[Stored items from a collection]
[Begin]
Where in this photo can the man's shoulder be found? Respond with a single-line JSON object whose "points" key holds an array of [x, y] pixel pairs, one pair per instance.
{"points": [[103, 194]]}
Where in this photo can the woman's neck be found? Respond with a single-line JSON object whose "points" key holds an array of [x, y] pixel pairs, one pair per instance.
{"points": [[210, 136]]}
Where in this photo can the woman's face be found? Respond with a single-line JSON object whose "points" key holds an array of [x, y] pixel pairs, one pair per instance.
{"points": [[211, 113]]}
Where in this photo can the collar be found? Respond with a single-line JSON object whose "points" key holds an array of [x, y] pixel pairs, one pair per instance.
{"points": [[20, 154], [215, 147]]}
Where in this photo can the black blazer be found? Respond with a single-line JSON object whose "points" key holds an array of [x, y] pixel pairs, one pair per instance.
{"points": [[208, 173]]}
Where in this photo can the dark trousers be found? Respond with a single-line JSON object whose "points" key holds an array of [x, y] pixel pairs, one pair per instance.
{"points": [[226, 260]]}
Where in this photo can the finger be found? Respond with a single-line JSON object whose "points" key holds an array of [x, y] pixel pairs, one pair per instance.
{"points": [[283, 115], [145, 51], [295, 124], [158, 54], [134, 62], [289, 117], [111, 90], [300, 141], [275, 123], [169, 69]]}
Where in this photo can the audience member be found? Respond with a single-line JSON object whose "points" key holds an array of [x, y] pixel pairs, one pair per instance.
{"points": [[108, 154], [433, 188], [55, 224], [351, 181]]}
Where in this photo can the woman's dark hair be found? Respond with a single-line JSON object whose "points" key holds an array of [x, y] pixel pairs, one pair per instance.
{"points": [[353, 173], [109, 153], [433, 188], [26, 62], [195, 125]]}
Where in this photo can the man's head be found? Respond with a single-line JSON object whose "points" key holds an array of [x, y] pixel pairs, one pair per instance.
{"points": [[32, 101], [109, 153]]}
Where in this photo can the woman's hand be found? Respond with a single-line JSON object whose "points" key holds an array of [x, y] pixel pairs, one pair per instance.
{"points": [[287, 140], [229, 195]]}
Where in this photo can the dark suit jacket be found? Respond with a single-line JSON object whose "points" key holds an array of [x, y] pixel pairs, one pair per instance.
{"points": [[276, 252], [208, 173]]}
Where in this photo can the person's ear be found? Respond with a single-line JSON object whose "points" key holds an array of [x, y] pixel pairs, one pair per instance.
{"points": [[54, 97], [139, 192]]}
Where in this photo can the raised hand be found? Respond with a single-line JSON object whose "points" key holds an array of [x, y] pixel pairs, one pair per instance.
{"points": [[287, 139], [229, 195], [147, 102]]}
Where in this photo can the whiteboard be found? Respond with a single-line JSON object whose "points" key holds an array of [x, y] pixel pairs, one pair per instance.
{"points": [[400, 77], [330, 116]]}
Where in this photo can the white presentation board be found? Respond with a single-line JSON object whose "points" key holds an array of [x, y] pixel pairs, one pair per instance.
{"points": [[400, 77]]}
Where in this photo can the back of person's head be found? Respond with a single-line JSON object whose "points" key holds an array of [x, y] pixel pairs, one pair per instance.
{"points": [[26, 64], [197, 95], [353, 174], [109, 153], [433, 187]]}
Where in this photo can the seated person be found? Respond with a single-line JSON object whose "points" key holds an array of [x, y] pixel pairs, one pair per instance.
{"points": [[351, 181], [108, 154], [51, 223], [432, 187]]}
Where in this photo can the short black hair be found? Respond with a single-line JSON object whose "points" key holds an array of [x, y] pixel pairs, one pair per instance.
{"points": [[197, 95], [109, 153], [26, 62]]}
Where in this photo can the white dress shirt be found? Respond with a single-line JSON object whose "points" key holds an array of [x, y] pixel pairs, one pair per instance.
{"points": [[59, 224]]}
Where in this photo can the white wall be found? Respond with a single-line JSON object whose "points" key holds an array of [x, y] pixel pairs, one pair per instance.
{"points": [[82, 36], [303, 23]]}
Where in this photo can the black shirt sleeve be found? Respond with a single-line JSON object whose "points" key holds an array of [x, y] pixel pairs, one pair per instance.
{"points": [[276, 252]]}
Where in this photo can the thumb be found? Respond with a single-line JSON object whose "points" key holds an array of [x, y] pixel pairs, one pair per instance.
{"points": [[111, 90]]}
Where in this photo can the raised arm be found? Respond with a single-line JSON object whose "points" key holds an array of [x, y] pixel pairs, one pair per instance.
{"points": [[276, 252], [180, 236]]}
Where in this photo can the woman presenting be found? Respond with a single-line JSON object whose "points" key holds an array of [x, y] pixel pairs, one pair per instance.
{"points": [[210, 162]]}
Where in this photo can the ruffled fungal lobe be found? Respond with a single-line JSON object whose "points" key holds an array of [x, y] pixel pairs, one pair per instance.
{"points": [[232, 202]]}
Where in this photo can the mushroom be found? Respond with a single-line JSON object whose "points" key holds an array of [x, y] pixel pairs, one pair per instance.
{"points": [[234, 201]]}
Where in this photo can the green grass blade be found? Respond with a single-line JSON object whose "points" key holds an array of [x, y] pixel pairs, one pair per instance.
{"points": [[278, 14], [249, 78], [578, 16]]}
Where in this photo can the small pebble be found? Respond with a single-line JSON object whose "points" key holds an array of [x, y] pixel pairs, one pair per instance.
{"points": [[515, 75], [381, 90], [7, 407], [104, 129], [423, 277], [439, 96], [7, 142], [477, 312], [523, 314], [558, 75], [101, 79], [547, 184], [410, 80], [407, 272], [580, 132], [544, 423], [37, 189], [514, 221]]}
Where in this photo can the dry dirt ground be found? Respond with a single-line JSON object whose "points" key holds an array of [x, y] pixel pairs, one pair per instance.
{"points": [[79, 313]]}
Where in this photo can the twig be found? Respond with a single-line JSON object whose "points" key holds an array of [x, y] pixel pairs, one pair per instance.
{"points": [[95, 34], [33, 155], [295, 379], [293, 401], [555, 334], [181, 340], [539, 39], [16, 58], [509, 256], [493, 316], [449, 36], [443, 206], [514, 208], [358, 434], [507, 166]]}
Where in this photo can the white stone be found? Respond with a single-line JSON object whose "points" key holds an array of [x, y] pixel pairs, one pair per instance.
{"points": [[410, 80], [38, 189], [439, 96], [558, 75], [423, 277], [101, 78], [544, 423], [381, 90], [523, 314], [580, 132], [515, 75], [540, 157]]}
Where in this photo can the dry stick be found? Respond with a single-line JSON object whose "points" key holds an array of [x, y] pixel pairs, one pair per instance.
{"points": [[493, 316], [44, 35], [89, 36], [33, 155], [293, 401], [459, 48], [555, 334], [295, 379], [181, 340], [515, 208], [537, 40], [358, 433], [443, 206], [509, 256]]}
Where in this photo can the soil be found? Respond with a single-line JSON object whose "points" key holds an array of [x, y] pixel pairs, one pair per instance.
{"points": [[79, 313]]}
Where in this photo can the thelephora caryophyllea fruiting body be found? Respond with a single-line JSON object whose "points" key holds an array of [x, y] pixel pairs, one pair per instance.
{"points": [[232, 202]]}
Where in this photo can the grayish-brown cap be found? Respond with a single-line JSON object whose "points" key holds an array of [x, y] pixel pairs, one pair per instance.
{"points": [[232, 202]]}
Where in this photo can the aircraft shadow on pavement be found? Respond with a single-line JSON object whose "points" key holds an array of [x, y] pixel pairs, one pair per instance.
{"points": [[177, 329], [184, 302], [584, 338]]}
[End]
--- Problem details ---
Write out all the entries exactly.

--- Solution ---
Where in this photo can the man's shoulder be found? Respond with a single-line JSON object whose "points" key holds an array of [x, y] pixel pairs, one pair per instance.
{"points": [[103, 194]]}
Where in this photo can the woman's neck be found? Respond with a single-line JSON object whose "points" key holds an array of [x, y] pixel pairs, one pair per instance.
{"points": [[210, 136]]}
Where in this photo can the woman's face be found? Respond with a single-line JSON object whose "points" key holds an array of [x, y] pixel pairs, one pair per instance.
{"points": [[211, 113]]}
Where in this photo can the collar be found? Respond with a single-line JSON object whose "points" key holds an array of [x, y] pixel pairs, one pair per instance.
{"points": [[20, 154], [215, 147]]}
Where in this photo can the black blazer be found? Respond with a single-line JSON object whose "points" key holds an array of [x, y] pixel pairs, one pair per instance.
{"points": [[208, 173]]}
Where in this photo can the dark trousers be found? Respond with a single-line JSON object whose "points" key holds an array of [x, y] pixel pairs, one pair per instance.
{"points": [[226, 260]]}
Where in this photo can the finger be found? Respond with a single-line JSON object whose "points" key holds an array of [x, y] pixel pairs, one pair per instance.
{"points": [[283, 115], [145, 51], [295, 124], [158, 54], [134, 62], [289, 117], [111, 90], [300, 141], [275, 123], [169, 69]]}
Where in this photo can the audience member be found? Respond with a single-line JSON object whose "points" key holds an array of [x, y] pixel pairs, one pair per instance.
{"points": [[108, 154], [433, 188], [55, 224], [351, 181]]}
Where in this photo can the woman's dark hair be found? Respond with a single-line JSON object whose "points" key holds an array of [x, y] pixel pairs, one pair per instance.
{"points": [[353, 173], [109, 153], [433, 188], [26, 62], [195, 125]]}
Where in this photo can the man's head be found? Respond with a single-line JSON object whose "points" key holds an array of [x, y] pixel pairs, one pair per instance.
{"points": [[32, 101], [109, 153]]}
Where in this photo can the woman's hand be found? Respond with a single-line JSON object whose "points" key holds an array of [x, y] pixel pairs, one pair per instance.
{"points": [[287, 140], [229, 195]]}
Where in this photo can the dark suit jacket be found? Respond with a single-line JSON object whose "points" key holds an array of [x, y] pixel pairs, one pair per instance.
{"points": [[276, 252], [208, 173]]}
Where in this photo can the person's ear be found? Respond with a single-line JSON object whose "points" key holds an array of [x, y] pixel pairs, one pair per instance.
{"points": [[54, 97], [139, 192]]}
Where in this photo can the raised hand be found? Respond with a single-line JSON object whose "points" key holds an array of [x, y] pixel pairs, one pair per instance.
{"points": [[287, 139], [229, 195], [147, 102]]}
Where in this photo can the whiteboard be found? Respond with a single-line JSON object whose "points" key holds an array of [x, y] pixel pairs, one pair per instance.
{"points": [[400, 77], [330, 116]]}
Where in this photo can the white presentation board be found? Respond with a single-line JSON object whose "points" key holds an array of [x, y] pixel pairs, one pair per instance.
{"points": [[400, 77]]}
Where in this photo can the back of person's head be found? Respond with a single-line JSON object whose "points" key holds an array of [x, y] pixel pairs, one pair per instance.
{"points": [[26, 64], [197, 95], [353, 174], [109, 153], [433, 187]]}
Where in this photo can the seated person be found? Respond with a single-line JSON object whose "points" key holds an array of [x, y] pixel pairs, one pair per instance.
{"points": [[351, 181], [108, 154], [51, 223], [432, 187]]}
Where in this photo can the short black hair be found? Respond with a single-line JSON object whose "points" key holds an array of [x, y] pixel pairs, one pair per instance.
{"points": [[197, 95], [109, 153], [26, 62]]}
Where in this photo can the white dress shirt be found? Respond with a single-line JSON object whose "points" key holds an array of [x, y] pixel pairs, one pair per instance.
{"points": [[59, 224]]}
Where in this photo can the white wall be found? Respond with a single-line JSON object whose "points" key holds an array of [x, y] pixel pairs, one pair per instance.
{"points": [[82, 36], [303, 23]]}
Where in this photo can the black shirt sleeve be found? Respond with a single-line JSON object whose "points" key holds an array of [x, y] pixel pairs, one pair per instance.
{"points": [[276, 252]]}
Where in this photo can the thumb be found? Respond with a single-line JSON object whose "points" key holds an array of [x, y] pixel pairs, one pair per instance.
{"points": [[111, 90]]}
Where in this photo can the raised arm be found? Respond with a single-line JSON object whose "points" key holds an array of [x, y] pixel pairs, one pair per instance.
{"points": [[276, 252], [180, 236]]}
Where in this photo can the woman presenting be found? Respond with a single-line JSON object whose "points" key holds an array of [x, y] pixel pairs, one pair per instance.
{"points": [[210, 162]]}
Where in this photo can the ruffled fungal lobe be found? Respond with a single-line JSON object whose "points" key holds an array of [x, y] pixel pairs, one pair per instance.
{"points": [[232, 202]]}
Where in this photo can the mushroom be found? Respond with a single-line JSON object whose "points" key holds an array of [x, y] pixel pairs, one pair per instance.
{"points": [[234, 201]]}
Where in this photo can the green grass blade be found? Respond with a single-line JSON object whose "points" key holds an array of [x, y] pixel pairs, one pair per instance.
{"points": [[278, 14], [249, 78], [578, 16]]}
Where in this photo can the small pebble be found? Respond with a single-line JSON object whose "points" key holds an array of [x, y] pixel pairs, one pair per instance.
{"points": [[515, 75], [381, 90], [7, 407], [104, 129], [423, 277], [439, 96], [7, 142], [477, 312], [523, 314], [558, 75], [101, 79], [547, 184], [410, 80], [407, 272], [580, 132], [544, 423], [37, 189], [514, 221]]}
Where in this photo can the dry dirt ground be found? Respond with a single-line JSON object whose "points" key holds an array of [x, y] pixel pairs, one pair per instance.
{"points": [[79, 313]]}
Where in this photo can the twig be found? Respond with a single-line JSON object whose "points" key holds an array of [x, y] pixel pairs, one pair per instance.
{"points": [[95, 34], [33, 155], [295, 379], [293, 401], [555, 334], [181, 340], [539, 39], [16, 58], [509, 256], [493, 316], [449, 36], [443, 206], [514, 208], [358, 434], [507, 166]]}
Where in this photo can the white stone be found? Respond with a single-line JSON object whose "points" key holds an array of [x, y] pixel pairs, one pair per instance.
{"points": [[410, 80], [38, 189], [439, 96], [558, 75], [423, 277], [101, 78], [544, 423], [381, 90], [523, 314], [580, 132], [515, 75], [540, 157]]}
Where in this photo can the dry stick be found? Respond with a single-line JSON object whose "points" key holds an array of [x, y] pixel pairs, one pair per instance.
{"points": [[493, 316], [44, 35], [89, 36], [33, 155], [293, 401], [459, 48], [555, 334], [295, 379], [181, 340], [515, 208], [537, 40], [358, 433], [443, 206], [509, 256]]}
Where in this photo can the soil be found? Respond with a single-line JSON object whose "points" key holds an array of [x, y] pixel pairs, one pair per instance.
{"points": [[79, 313]]}
Where in this photo can the thelephora caryophyllea fruiting body be found? Respond with a single-line JSON object whose "points" key holds an array of [x, y] pixel pairs, one pair per instance.
{"points": [[232, 202]]}
Where in this photo can the grayish-brown cap be found? Respond with a single-line JSON object whose "points" key holds an array of [x, y] pixel pairs, one pair per instance.
{"points": [[232, 202]]}
Where in this photo can the aircraft shadow on pavement be found? Respond with a single-line JSON object whose "points" key holds an array of [x, y] pixel pairs, one pair per instance.
{"points": [[177, 329], [184, 302], [584, 338]]}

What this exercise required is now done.